▶ What this task involves
Reproduce word for word everything from the line containing "Find the white dog in" down to the final line below, including both of those lines.

** start of Dataset content **

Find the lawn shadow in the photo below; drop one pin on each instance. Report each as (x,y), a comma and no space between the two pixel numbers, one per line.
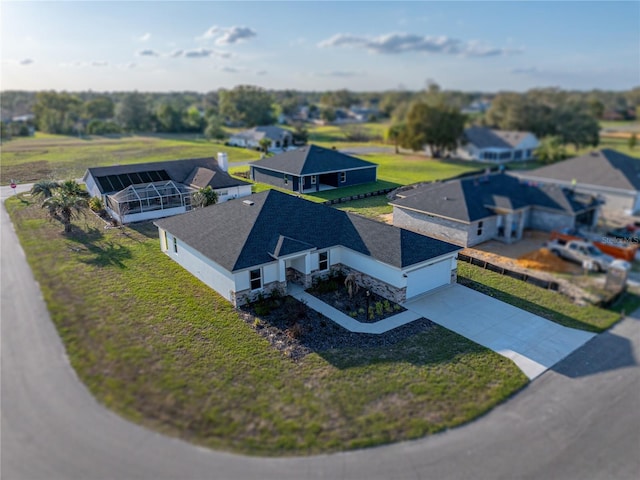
(105,253)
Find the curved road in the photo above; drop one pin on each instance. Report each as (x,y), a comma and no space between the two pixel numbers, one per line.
(579,420)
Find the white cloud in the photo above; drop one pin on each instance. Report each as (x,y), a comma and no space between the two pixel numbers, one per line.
(397,43)
(147,53)
(228,36)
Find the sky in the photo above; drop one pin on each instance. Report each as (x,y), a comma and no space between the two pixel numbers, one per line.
(317,46)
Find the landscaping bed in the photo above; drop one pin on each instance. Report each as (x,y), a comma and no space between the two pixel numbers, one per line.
(361,305)
(296,330)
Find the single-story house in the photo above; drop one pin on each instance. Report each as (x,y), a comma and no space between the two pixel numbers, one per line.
(611,175)
(491,207)
(280,138)
(144,191)
(252,246)
(496,146)
(312,169)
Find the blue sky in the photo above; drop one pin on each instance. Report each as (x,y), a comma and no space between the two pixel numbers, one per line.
(362,46)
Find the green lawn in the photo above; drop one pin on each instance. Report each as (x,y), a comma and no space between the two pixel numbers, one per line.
(157,346)
(33,158)
(545,303)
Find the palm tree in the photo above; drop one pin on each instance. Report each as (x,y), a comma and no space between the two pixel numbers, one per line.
(44,188)
(65,207)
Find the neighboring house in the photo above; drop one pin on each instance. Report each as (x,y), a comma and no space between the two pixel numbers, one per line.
(492,207)
(496,146)
(313,169)
(280,138)
(613,176)
(244,248)
(144,191)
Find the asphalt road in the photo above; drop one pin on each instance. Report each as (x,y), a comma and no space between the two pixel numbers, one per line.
(579,420)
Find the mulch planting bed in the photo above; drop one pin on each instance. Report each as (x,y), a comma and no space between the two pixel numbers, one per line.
(296,330)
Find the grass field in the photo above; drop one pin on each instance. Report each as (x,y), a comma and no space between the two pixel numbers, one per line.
(157,346)
(33,158)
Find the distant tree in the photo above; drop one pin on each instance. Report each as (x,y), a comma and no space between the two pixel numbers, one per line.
(300,133)
(265,143)
(394,134)
(550,150)
(204,197)
(99,108)
(132,112)
(66,207)
(576,126)
(328,114)
(439,127)
(215,130)
(247,105)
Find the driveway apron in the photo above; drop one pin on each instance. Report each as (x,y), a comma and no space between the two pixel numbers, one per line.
(532,342)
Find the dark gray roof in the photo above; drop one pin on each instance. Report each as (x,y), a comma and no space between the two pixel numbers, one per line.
(237,235)
(198,172)
(476,198)
(606,168)
(312,160)
(483,137)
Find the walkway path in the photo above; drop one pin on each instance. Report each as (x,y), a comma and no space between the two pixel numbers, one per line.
(346,321)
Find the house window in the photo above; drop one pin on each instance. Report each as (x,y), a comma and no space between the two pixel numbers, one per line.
(323,260)
(255,277)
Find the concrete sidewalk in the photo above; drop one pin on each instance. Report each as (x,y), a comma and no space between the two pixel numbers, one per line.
(346,321)
(532,342)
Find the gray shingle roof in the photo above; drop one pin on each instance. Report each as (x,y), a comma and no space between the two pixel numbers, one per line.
(606,168)
(236,235)
(473,199)
(483,137)
(199,171)
(312,160)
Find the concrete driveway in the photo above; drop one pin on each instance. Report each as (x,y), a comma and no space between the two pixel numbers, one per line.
(533,343)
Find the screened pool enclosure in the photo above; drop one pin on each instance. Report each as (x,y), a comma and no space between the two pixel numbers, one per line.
(149,197)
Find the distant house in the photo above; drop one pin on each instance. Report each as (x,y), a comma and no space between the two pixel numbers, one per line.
(496,146)
(244,248)
(611,175)
(312,169)
(280,138)
(492,207)
(144,191)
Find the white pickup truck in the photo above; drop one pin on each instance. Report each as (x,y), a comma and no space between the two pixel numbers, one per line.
(581,252)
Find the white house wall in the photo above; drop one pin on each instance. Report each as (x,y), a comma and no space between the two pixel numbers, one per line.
(207,271)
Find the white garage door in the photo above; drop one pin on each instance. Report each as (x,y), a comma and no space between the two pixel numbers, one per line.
(424,279)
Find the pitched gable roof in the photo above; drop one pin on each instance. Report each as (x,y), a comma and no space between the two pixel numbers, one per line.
(483,137)
(606,168)
(237,235)
(312,160)
(476,198)
(196,171)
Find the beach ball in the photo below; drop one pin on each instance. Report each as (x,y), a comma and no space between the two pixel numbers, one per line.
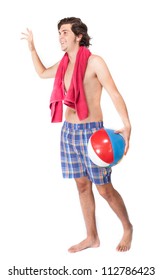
(105,147)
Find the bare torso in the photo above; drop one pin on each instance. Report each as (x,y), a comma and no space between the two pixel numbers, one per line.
(93,90)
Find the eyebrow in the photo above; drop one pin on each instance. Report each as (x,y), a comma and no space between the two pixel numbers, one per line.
(63,30)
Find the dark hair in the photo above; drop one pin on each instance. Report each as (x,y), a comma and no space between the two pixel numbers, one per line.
(77,27)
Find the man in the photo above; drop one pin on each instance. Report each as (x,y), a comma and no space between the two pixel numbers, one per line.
(81,120)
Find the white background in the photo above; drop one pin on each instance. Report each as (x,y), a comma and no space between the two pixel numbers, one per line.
(40,212)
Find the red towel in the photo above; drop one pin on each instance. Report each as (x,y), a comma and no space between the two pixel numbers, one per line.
(75,96)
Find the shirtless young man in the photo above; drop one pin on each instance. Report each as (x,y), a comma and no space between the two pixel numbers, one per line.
(97,77)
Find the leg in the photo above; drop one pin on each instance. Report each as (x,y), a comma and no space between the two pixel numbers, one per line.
(88,208)
(116,203)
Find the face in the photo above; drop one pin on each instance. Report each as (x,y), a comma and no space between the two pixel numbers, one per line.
(67,38)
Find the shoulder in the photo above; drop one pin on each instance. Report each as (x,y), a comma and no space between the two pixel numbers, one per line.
(97,63)
(96,60)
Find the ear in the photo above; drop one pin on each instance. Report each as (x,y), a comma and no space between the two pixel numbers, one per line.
(79,37)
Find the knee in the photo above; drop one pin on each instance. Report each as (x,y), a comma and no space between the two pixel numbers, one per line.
(83,185)
(106,191)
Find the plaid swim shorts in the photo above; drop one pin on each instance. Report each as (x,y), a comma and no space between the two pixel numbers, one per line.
(75,161)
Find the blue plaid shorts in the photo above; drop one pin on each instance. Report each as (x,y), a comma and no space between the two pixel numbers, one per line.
(75,161)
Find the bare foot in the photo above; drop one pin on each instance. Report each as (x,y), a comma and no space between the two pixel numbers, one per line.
(125,243)
(87,243)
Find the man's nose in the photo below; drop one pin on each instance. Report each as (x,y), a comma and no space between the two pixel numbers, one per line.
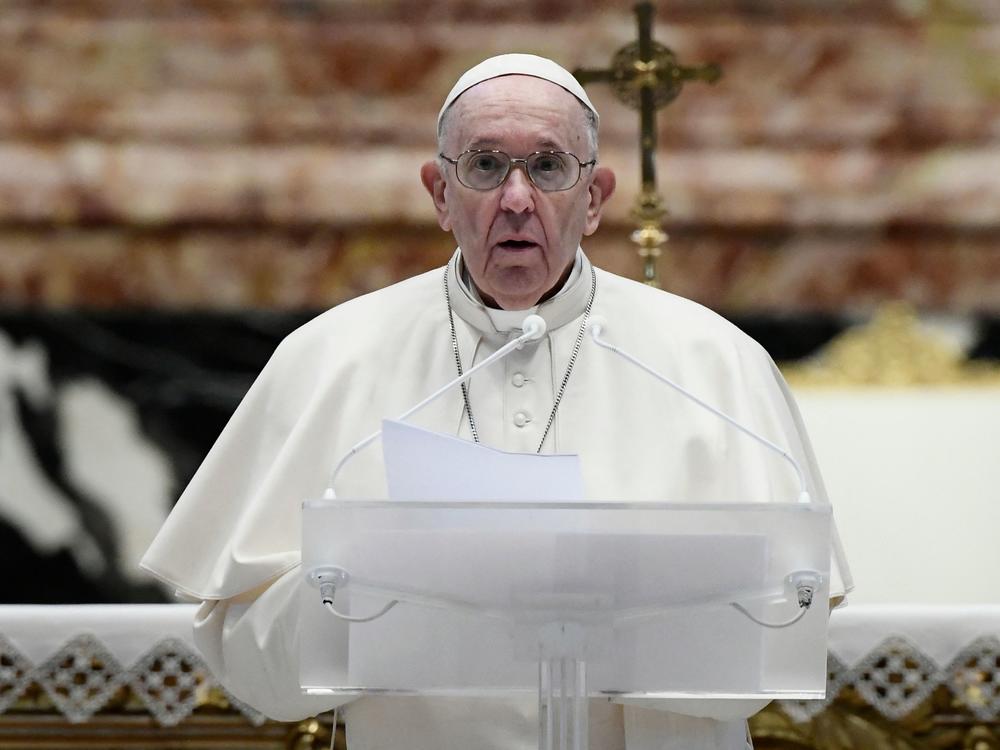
(517,193)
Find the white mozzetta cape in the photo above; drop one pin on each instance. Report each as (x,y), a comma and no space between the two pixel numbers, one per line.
(233,538)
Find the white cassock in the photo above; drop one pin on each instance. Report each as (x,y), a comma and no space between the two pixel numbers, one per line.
(233,538)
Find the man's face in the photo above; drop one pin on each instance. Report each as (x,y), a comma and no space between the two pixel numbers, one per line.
(517,241)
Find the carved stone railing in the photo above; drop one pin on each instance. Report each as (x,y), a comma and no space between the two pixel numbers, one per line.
(907,678)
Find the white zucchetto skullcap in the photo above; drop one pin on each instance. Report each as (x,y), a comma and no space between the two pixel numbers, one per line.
(518,64)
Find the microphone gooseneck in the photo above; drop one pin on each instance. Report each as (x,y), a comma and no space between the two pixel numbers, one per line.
(598,325)
(532,329)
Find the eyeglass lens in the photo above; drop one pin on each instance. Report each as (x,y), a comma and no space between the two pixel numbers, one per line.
(485,170)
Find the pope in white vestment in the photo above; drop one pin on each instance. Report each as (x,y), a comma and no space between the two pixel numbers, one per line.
(233,539)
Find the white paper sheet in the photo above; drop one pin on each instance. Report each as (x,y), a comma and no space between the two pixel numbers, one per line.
(425,465)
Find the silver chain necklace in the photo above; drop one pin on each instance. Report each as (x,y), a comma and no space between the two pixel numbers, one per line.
(569,367)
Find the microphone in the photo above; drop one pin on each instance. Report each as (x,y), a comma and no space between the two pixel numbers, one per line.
(598,324)
(532,329)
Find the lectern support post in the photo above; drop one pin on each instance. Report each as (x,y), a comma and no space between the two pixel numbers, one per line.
(563,705)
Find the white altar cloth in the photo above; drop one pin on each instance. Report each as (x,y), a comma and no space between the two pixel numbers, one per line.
(929,645)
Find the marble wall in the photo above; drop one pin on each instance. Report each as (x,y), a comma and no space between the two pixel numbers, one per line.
(208,153)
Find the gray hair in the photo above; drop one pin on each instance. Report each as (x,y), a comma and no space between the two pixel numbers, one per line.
(588,113)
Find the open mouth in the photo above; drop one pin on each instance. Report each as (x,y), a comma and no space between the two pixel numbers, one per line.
(517,244)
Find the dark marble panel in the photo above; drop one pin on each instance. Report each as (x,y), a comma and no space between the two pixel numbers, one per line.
(105,416)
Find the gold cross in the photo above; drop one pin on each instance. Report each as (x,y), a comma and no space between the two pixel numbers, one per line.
(646,76)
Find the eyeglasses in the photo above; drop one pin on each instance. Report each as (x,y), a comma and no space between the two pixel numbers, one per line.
(549,171)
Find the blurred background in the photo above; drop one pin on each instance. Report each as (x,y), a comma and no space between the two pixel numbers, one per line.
(183,182)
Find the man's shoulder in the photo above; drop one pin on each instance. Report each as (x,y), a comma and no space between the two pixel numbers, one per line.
(370,316)
(660,313)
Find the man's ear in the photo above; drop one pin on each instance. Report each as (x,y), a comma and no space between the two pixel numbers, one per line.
(601,187)
(433,179)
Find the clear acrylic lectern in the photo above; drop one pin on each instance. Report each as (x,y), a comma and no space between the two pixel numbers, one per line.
(622,600)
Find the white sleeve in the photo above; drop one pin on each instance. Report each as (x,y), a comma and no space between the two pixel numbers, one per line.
(251,644)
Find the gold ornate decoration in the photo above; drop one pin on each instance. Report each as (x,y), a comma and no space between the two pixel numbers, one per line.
(646,76)
(849,723)
(891,350)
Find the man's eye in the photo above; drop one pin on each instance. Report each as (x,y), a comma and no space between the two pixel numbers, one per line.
(485,163)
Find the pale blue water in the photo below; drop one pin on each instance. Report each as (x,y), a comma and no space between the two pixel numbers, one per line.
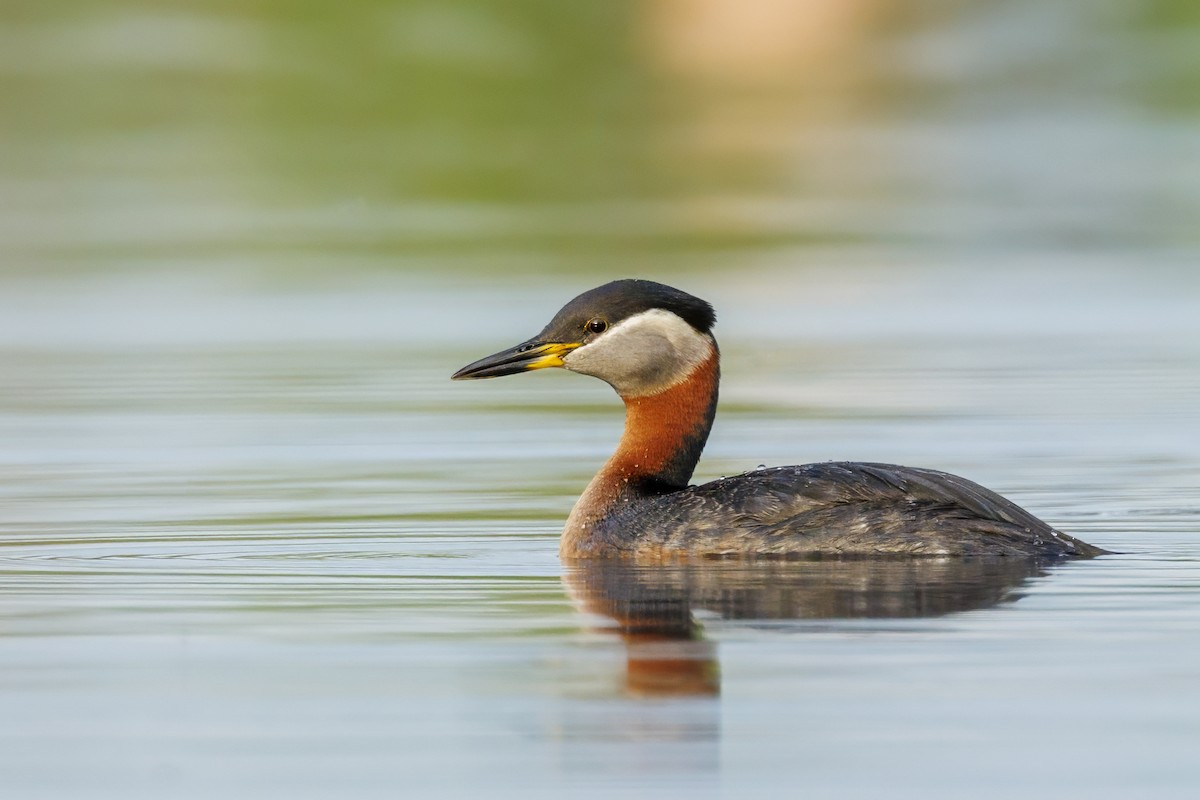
(264,560)
(253,542)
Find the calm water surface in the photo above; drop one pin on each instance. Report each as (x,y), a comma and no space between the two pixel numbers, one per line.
(255,543)
(258,543)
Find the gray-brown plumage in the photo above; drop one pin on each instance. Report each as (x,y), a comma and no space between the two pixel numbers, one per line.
(654,346)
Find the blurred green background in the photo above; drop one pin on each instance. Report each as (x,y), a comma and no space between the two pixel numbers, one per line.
(534,136)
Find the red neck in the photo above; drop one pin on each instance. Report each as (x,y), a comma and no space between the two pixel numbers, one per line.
(664,437)
(665,433)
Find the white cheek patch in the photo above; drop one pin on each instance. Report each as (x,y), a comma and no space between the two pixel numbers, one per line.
(645,354)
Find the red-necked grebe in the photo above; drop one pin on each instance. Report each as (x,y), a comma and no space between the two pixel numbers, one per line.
(654,346)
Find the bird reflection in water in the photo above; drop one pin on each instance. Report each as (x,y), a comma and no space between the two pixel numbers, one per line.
(653,608)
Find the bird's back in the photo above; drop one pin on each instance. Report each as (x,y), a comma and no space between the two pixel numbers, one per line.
(834,509)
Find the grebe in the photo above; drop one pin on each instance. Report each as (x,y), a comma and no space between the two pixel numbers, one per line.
(654,344)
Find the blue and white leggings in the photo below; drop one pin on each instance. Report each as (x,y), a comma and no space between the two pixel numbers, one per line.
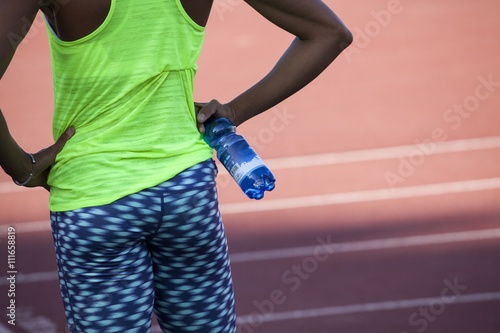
(161,249)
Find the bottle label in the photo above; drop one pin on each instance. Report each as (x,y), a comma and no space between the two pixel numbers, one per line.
(239,171)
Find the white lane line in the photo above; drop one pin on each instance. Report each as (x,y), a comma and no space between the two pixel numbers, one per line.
(352,156)
(381,153)
(361,196)
(323,200)
(325,245)
(255,320)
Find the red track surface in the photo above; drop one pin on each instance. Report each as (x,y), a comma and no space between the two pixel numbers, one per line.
(398,84)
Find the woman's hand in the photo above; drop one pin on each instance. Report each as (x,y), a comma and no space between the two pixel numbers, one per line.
(206,110)
(43,161)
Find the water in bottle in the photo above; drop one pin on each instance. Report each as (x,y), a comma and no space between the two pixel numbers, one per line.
(239,158)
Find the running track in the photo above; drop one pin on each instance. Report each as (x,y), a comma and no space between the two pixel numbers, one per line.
(386,215)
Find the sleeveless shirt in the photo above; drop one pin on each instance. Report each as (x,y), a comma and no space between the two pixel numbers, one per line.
(127,88)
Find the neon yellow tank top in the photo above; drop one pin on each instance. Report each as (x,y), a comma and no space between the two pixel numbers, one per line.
(127,88)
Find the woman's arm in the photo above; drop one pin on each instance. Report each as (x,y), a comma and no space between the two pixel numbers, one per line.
(320,38)
(16,18)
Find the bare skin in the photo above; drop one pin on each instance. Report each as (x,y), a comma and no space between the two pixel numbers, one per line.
(320,38)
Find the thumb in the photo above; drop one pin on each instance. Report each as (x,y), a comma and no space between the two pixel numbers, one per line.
(58,146)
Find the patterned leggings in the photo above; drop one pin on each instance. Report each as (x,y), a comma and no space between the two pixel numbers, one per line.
(161,249)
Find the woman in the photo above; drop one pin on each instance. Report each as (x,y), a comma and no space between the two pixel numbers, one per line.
(133,202)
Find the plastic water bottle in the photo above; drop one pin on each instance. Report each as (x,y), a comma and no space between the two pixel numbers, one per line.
(239,158)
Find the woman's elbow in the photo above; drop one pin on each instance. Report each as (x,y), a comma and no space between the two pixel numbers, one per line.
(339,35)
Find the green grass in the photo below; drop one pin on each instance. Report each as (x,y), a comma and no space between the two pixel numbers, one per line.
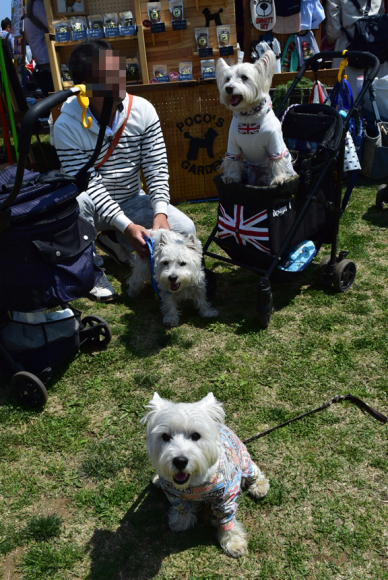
(75,493)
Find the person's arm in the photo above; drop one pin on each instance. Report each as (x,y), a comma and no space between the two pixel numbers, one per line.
(11,45)
(73,158)
(155,167)
(333,20)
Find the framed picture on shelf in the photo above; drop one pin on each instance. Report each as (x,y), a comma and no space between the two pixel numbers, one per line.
(69,7)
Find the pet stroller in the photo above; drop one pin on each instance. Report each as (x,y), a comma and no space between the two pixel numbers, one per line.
(262,229)
(46,257)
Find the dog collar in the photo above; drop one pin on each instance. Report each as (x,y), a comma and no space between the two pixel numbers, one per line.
(256,109)
(150,243)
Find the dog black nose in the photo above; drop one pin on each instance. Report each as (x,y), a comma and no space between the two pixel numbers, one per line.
(180,462)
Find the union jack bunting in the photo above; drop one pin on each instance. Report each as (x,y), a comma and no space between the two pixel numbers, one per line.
(234,156)
(244,230)
(249,128)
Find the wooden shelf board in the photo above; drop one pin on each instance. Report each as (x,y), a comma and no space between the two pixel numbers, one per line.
(113,39)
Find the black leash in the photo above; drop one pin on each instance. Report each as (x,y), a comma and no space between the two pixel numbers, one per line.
(337,399)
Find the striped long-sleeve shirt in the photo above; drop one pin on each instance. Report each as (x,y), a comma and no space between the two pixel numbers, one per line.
(141,145)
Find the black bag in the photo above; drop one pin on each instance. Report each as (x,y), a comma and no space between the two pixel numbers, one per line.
(370,35)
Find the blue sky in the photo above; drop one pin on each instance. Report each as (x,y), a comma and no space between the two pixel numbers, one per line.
(5,9)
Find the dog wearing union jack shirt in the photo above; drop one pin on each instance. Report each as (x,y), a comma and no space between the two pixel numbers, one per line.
(255,132)
(197,458)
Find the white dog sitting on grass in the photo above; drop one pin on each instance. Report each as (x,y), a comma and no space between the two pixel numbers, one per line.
(255,132)
(196,459)
(179,274)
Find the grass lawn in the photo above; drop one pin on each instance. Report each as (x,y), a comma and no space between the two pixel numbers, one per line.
(75,493)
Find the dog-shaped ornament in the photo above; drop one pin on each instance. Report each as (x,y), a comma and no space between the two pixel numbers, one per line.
(179,274)
(255,132)
(197,458)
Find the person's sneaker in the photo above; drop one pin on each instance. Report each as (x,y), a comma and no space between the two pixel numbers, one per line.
(115,250)
(103,291)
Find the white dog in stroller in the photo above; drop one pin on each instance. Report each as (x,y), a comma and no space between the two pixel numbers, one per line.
(255,132)
(179,274)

** end of Dataset content **

▶ Solved exercise
Find the white dog in stroller in the photo above; drop one pin on each instance. Report each as (x,y), a comma and no space between the two pixel numbers, one per line.
(255,132)
(179,274)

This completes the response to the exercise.